START Data provided

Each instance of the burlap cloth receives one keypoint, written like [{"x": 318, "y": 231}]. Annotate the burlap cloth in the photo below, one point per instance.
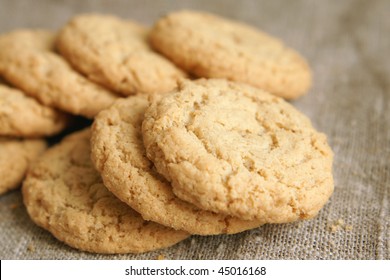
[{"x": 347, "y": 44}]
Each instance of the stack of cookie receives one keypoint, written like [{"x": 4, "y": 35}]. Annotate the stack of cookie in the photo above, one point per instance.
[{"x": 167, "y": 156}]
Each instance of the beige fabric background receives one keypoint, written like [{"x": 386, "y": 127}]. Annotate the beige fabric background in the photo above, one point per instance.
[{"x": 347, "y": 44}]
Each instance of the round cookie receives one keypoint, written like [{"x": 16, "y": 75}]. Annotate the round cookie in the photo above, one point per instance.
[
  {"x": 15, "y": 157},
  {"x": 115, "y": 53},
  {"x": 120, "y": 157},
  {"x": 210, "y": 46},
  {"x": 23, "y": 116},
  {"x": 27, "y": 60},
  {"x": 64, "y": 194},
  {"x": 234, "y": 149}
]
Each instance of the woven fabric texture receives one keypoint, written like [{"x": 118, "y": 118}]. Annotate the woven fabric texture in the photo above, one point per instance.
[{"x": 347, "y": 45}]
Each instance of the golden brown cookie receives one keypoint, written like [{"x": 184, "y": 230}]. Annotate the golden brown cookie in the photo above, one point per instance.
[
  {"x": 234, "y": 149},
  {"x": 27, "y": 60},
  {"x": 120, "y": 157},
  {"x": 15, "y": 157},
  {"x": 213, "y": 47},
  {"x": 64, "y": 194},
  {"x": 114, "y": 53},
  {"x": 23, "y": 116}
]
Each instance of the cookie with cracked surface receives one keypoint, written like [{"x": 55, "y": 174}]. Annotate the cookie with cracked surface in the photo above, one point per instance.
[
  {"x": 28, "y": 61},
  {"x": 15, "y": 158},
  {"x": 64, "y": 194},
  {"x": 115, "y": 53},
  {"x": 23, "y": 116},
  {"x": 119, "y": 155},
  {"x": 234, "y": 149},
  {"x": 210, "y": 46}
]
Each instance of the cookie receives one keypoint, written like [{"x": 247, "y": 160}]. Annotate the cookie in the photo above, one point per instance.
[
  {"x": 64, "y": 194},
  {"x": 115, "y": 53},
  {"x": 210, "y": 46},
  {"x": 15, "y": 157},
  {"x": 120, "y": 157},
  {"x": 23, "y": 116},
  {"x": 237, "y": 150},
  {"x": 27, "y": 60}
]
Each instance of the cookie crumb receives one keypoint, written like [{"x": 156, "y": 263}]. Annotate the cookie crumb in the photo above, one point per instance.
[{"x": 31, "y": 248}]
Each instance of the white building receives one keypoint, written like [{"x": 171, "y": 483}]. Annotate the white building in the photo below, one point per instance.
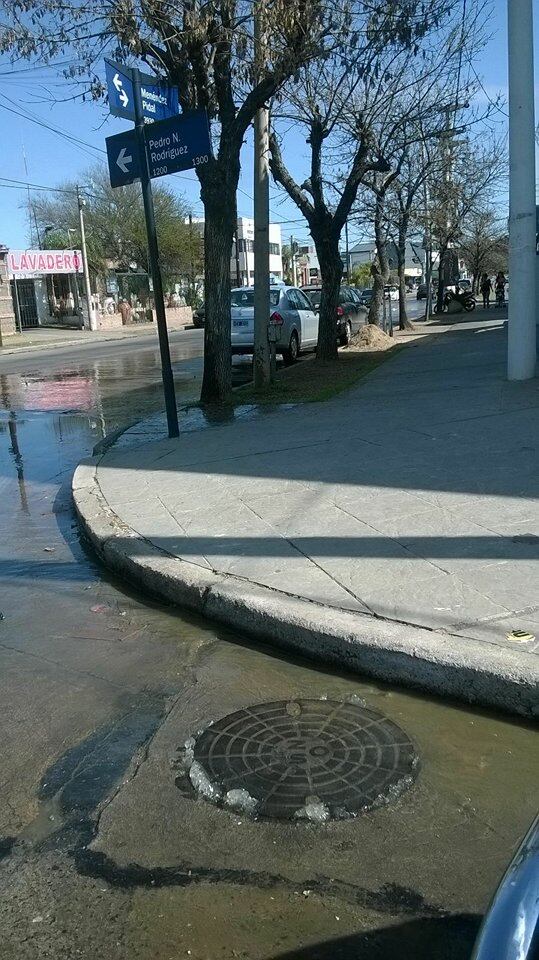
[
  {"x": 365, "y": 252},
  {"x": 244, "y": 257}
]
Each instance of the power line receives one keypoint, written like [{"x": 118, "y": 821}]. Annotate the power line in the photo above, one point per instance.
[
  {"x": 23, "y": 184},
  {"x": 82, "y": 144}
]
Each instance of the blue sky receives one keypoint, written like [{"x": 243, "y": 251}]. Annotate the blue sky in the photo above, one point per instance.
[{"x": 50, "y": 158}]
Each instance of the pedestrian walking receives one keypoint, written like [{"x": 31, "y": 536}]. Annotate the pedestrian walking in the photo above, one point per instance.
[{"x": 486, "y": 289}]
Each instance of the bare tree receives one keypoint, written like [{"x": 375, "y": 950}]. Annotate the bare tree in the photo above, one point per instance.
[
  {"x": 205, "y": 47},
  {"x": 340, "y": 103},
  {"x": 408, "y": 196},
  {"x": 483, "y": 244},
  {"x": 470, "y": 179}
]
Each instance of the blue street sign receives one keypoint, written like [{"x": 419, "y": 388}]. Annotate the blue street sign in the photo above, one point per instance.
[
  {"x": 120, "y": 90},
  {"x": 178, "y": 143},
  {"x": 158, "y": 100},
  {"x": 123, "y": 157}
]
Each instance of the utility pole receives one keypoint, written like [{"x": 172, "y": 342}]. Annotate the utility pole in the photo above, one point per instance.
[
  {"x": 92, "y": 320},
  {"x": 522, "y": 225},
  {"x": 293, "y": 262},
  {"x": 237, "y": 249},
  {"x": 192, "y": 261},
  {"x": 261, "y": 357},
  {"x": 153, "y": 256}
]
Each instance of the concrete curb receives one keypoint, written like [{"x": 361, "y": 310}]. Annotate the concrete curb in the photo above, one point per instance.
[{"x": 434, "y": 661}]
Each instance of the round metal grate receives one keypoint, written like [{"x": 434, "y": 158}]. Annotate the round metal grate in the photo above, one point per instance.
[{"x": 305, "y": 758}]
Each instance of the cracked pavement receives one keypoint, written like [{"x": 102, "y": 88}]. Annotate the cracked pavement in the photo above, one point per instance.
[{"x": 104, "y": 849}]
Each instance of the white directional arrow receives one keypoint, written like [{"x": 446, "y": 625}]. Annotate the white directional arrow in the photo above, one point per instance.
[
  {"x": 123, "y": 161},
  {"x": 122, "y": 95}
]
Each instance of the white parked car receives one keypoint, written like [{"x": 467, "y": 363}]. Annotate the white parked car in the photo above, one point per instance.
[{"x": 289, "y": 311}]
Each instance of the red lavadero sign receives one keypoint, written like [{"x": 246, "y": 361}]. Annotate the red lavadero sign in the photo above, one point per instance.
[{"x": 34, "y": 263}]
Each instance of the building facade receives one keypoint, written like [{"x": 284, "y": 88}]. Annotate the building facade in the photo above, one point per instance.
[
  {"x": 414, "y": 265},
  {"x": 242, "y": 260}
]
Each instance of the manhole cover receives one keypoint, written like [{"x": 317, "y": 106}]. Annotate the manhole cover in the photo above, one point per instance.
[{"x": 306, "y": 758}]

END Data provided

Reproduce exactly the lines from the one containing "Each instance of the white directional" through the last line of the records above, including both, and nothing else.

Each instance of the white directional arrow receives one keypoint, written like [{"x": 446, "y": 625}]. Annotate the white directional arrow in the photo above, one point per instance.
[
  {"x": 123, "y": 161},
  {"x": 122, "y": 95}
]
Each instance of the white parked car receives one keypoint, written like [{"x": 467, "y": 363}]. Annotate the white parked car in the photo above, one point per instance.
[{"x": 289, "y": 311}]
Each instance of the red lavadero sign receives one keypoint, written like [{"x": 246, "y": 361}]. Annotate the red lavadero sign in the photo above, one point per instance.
[{"x": 34, "y": 263}]
Each instance of the building facade receives one keypoint, written like [{"x": 284, "y": 88}]. Annotate the building facade in the photo above, one point per instance.
[
  {"x": 414, "y": 265},
  {"x": 242, "y": 260}
]
Each instance of the manhole cover receives one keypoint, written like [{"x": 317, "y": 106}]. Annotate the manhole cover in the photo above, one point per instance.
[{"x": 306, "y": 758}]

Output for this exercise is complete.